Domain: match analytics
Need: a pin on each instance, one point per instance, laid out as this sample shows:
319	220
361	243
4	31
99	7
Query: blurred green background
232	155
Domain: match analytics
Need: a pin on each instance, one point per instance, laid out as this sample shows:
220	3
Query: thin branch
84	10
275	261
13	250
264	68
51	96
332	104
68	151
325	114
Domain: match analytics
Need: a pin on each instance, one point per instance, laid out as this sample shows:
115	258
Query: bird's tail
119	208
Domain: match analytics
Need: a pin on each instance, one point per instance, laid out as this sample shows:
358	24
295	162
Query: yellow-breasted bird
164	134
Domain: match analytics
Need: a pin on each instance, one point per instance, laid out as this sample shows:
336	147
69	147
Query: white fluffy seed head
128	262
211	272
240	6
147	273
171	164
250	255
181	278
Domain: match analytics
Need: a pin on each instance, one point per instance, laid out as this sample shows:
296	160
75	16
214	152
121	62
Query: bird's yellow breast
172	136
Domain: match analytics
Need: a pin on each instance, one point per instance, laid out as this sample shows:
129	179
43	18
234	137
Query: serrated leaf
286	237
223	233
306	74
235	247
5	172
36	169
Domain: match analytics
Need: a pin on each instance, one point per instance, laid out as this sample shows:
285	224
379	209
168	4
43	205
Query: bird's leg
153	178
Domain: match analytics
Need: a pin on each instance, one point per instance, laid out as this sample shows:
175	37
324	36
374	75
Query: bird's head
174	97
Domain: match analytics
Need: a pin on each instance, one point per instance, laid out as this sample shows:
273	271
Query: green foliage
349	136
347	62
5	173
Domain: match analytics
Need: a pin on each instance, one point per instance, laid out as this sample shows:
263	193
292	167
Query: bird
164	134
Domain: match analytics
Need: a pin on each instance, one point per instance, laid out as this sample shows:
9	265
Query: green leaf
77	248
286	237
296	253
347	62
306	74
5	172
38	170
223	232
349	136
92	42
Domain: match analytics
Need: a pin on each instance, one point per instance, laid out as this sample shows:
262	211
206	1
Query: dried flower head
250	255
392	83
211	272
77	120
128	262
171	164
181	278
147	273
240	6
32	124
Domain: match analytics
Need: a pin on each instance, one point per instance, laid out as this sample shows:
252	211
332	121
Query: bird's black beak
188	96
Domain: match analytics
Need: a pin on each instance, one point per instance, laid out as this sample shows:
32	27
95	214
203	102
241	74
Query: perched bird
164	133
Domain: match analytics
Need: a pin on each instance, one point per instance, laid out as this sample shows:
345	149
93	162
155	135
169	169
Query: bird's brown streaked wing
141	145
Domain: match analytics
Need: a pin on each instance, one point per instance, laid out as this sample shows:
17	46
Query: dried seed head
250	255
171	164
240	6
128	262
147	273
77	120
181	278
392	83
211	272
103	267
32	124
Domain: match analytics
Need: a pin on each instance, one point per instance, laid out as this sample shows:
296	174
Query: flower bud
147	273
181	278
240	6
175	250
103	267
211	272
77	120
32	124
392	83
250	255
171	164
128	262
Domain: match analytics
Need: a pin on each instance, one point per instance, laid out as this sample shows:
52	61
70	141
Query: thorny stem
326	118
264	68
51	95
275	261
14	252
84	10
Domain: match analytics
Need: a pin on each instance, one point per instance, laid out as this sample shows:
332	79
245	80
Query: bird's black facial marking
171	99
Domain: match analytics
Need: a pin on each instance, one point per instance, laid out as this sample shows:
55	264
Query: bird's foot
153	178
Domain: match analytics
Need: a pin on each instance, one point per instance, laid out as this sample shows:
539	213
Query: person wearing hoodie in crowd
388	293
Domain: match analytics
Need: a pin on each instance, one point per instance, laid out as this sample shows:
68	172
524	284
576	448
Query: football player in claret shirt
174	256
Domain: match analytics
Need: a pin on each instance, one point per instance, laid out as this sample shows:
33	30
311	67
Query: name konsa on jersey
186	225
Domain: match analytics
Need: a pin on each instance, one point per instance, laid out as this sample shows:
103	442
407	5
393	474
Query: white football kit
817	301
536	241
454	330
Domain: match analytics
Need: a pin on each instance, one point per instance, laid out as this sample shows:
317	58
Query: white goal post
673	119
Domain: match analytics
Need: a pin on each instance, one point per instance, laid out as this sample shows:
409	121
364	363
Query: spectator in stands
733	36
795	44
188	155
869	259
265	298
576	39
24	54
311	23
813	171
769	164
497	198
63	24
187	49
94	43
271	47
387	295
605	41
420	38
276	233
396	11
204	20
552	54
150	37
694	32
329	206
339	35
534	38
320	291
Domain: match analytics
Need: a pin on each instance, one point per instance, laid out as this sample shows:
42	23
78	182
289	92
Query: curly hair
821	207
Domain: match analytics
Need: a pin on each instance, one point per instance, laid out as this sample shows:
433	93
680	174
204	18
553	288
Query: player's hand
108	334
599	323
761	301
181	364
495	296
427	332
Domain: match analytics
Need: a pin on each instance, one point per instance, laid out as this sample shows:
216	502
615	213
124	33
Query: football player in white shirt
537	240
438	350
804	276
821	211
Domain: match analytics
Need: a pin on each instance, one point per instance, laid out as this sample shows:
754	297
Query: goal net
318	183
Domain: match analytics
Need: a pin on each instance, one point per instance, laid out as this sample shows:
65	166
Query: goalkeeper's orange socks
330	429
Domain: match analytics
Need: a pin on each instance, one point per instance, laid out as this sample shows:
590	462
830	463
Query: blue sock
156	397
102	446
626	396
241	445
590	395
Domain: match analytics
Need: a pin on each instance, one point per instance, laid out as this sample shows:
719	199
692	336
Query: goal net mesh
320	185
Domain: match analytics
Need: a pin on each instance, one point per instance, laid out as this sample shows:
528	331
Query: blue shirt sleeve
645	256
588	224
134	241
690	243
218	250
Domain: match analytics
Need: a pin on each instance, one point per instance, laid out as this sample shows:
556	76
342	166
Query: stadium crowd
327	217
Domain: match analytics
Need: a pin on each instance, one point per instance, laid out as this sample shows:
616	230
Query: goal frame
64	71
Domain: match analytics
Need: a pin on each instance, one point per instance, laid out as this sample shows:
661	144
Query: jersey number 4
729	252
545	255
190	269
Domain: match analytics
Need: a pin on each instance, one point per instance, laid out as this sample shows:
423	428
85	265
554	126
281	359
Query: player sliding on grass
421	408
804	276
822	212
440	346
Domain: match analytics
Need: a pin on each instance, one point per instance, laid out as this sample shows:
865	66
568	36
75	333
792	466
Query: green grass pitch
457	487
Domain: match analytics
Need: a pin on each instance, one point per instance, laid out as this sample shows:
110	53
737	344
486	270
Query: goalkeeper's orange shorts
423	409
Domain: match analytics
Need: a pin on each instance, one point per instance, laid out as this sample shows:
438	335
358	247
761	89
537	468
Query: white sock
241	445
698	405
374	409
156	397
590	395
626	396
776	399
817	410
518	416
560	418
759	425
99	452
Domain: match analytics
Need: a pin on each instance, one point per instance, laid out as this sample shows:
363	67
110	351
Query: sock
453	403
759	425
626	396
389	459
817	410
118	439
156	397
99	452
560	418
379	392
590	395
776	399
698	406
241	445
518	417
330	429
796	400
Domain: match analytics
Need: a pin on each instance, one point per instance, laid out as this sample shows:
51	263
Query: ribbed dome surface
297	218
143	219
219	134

▶ **GIVEN REQUEST**
Go through the material above line by line and copy it exactly.

▶ **SOLUTION TO THIS EXERCISE**
Domain: match analytics
Need: a pin on each instance, one point per instance, laid out as this sample shows:
319	220
361	243
4	31
99	7
Query: blurred green background
232	155
Domain: match analytics
Need: a pin on each instance, one point per instance, laid out as this sample shows:
220	3
Query: thin branch
84	10
275	261
13	250
264	68
51	96
332	104
68	151
325	114
Domain: match analytics
Need: a pin on each instance, one point per instance, laid out as this sample shows:
115	258
Query: bird's tail
119	208
Domain: match analytics
Need: a pin on each instance, one point per instance, laid out as this sample shows:
358	24
295	162
Query: yellow-breasted bird
164	134
Domain: match analytics
Need: a pin on each instance, one point per instance, laid out as this sample shows:
336	147
69	147
Query: white fluffy seed head
128	262
211	272
240	6
147	273
171	164
250	255
181	278
Domain: match analytics
Need: a pin on each instance, one point per instance, laid out as this sample shows:
296	160
75	16
214	152
121	62
Query: bird's yellow breast
172	136
Domain: match analytics
Need: a pin on each instance, one point per instance, laid out as this sample shows:
129	179
43	18
234	137
Query: serrated leaf
286	237
223	233
306	74
235	247
5	172
36	169
Domain: match analytics
Need: a pin on each instance, one point per instance, laid out as this sample shows:
285	224
379	209
168	4
43	205
Query: bird's leg
153	178
Domain: match analytics
Need: a pin on each instance, one point per instance, laid out as this sample shows:
175	37
324	36
374	75
Query: bird's head
174	97
Domain: match analytics
Need: a pin on each instance, one point per instance, laid out as this sample shows:
273	271
Query: green foliage
349	136
347	62
5	173
Domain: match analytics
Need: a pin on each instance, one point per instance, laid out as this sample shows:
263	193
292	167
Query: bird
164	134
Domain: match analytics
Need: a pin on each instance, one point per instance, laid out as this sample shows:
9	265
Query: green leaf
77	248
286	237
296	253
347	62
306	74
5	172
38	170
223	232
349	136
92	42
Domain: match analytics
Need: a pin on each instance, one point per instance, laid out as this sample shows:
262	211
206	1
Query: dried flower head
250	255
392	83
211	272
77	120
128	262
171	164
181	278
147	273
240	6
32	124
Domain: match analytics
Need: a pin on each instance, one point per instance, laid out as this sample shows:
252	211
332	121
Query: bird's black beak
188	96
Domain: match analytics
Need: a pin on each instance, one point per instance, laid out as this sample shows:
32	27
95	214
203	102
241	74
Query: perched bird
164	133
Domain: match analytics
Need: a pin on each instance, one point per instance, laid out as this sample shows:
345	149
93	162
155	135
169	169
Query: bird's brown streaked wing
141	145
Domain: match analytics
Need: a pin on each instance, one point per instance, laid out as this sample shows:
17	46
Query: dried seed head
250	255
171	164
240	6
128	262
147	273
77	120
181	278
392	83
211	272
103	267
32	124
Domain: match analytics
Need: a pin on each instance, one point per instance, laid out as this sample shows:
296	174
Query: flower bud
147	273
181	278
240	6
175	250
103	267
211	272
77	120
32	124
392	83
250	255
171	164
128	262
Domain: match analytics
Need: a pin on each instance, one point per instance, laid out as this sample shows:
52	61
70	141
Query: thorny stem
326	118
264	68
51	95
275	261
14	252
84	10
Domain: match analytics
Need: a pin on each instance, one point per instance, laid out as this sample shows:
332	79
245	80
Query: bird's black facial marking
171	99
Domain: match analytics
Need: a pin on each instance, one point per instance, laid out as this sample shows:
55	264
Query: bird's foot
153	178
Domain: match analytics
Need: a pin on each instance, one point per instance, laid out as this sample shows:
539	213
Query: person wearing hoodie in crowd
388	293
Domain: match analytics
Need: a pin on each instance, one point per instance, laid out as this sample shows:
68	172
524	284
576	448
Query: football player in claret shirt
174	256
Domain: match analytics
Need: a pin on each instance, one point per instance, laid out as this sample shows:
33	30
311	67
Query: name konsa on jersey
186	225
Domain: match analytics
Need: a pin on each instance, one point per instance, laid out as this sample shows:
103	442
407	5
393	474
Query: white football kit
817	301
536	241
454	330
Domain: match analytics
Need: a pin on each instance, one point per instance, laid out as this sample shows:
317	58
Query: white goal post
673	119
Domain: match analytics
Need: a pin on each instance, one point per instance, laid out as this sample shows:
409	121
364	363
Query: spectator in stands
733	36
795	44
188	155
869	259
265	298
576	39
24	54
311	23
813	171
769	164
497	198
63	24
187	49
94	43
271	47
387	295
605	41
420	38
276	233
396	11
204	20
552	54
150	37
694	32
329	206
339	35
534	38
320	291
Domain: match analytics
Need: a pin on each instance, one point per instance, laid out as this sample shows:
42	23
78	182
289	92
Query: curly hair
821	207
Domain: match analytics
Need: a pin on each instance, one point per instance, laid out as this sample shows:
433	93
680	174
204	18
553	288
Query: player's hand
108	334
599	323
761	301
181	364
495	296
427	332
Domain: match analytics
Need: a pin on each instance, one point per instance, laid out as this sample shows:
216	502
615	213
124	33
Query: football player in white shirt
537	240
438	350
804	276
821	211
Domain: match analytics
Need: a pin on each instance, one point per instance, laid out as this sample shows:
754	297
Query: goal net
318	183
Domain: match analytics
Need: a pin on each instance, one point per instance, laid out as this sample shows:
65	166
Query: goalkeeper's orange socks
330	429
Domain: match analytics
Need: a pin on each instance, one point per instance, laid out as this sample shows:
590	462
830	463
Query: blue sock
156	397
102	446
626	396
241	445
590	395
Domain: match analytics
Need: a pin on each instance, one point per instance, laid out as this sample shows:
719	199
692	336
Query: goal net mesh
320	185
Domain: match analytics
Need: a pin on each instance, one point per instance, laid out as this sample shows:
528	331
Query: blue shirt sleeve
645	256
588	224
134	241
690	243
218	250
Domain: match analytics
Need: a pin on each instance, one point per instance, laid out as this sample shows:
556	76
342	166
Query: stadium crowd
327	217
Domain: match analytics
Need: a pin on each instance, one point per instance, laid out as this sample shows:
616	230
Query: goal frame
64	71
Domain: match analytics
Need: a pin on each instance, one point per instance, laid out as this sample shows:
661	144
Query: jersey number 4
729	252
545	255
190	269
Domain: match analytics
Need: a pin on each instance, one point per instance, laid out as this sample shows:
423	428
85	265
554	126
281	359
Query: player sliding on grass
421	408
804	276
822	212
440	346
Domain: match analytics
Need: a pin on each instance, one point per instance, laid out as this sample shows:
865	66
568	36
75	333
792	466
Query: green grass pitch
457	487
Domain: match analytics
Need: a pin on each instance, one point per instance, laid out as this sample shows:
110	53
737	344
486	270
Query: goalkeeper's orange shorts
423	409
Domain: match analytics
Need: a pin on each instance, one point per instance, laid out as this sample shows:
438	335
358	247
761	89
537	468
Query: white sock
241	445
698	405
374	409
156	397
590	395
626	396
776	399
817	410
518	416
560	418
759	425
99	452
Domain: match analytics
Need: a pin on each instance, one point per instance, laid out as this sample shows:
363	67
110	351
Query: sock
453	403
759	425
626	396
389	459
817	410
118	439
156	397
99	452
560	418
379	392
590	395
776	399
698	406
241	445
518	417
330	429
796	400
Domain: match analytics
Need: a pin on each instance, one point per instance, laid out as this sample shows:
51	263
Query: ribbed dome surface
297	218
143	219
219	134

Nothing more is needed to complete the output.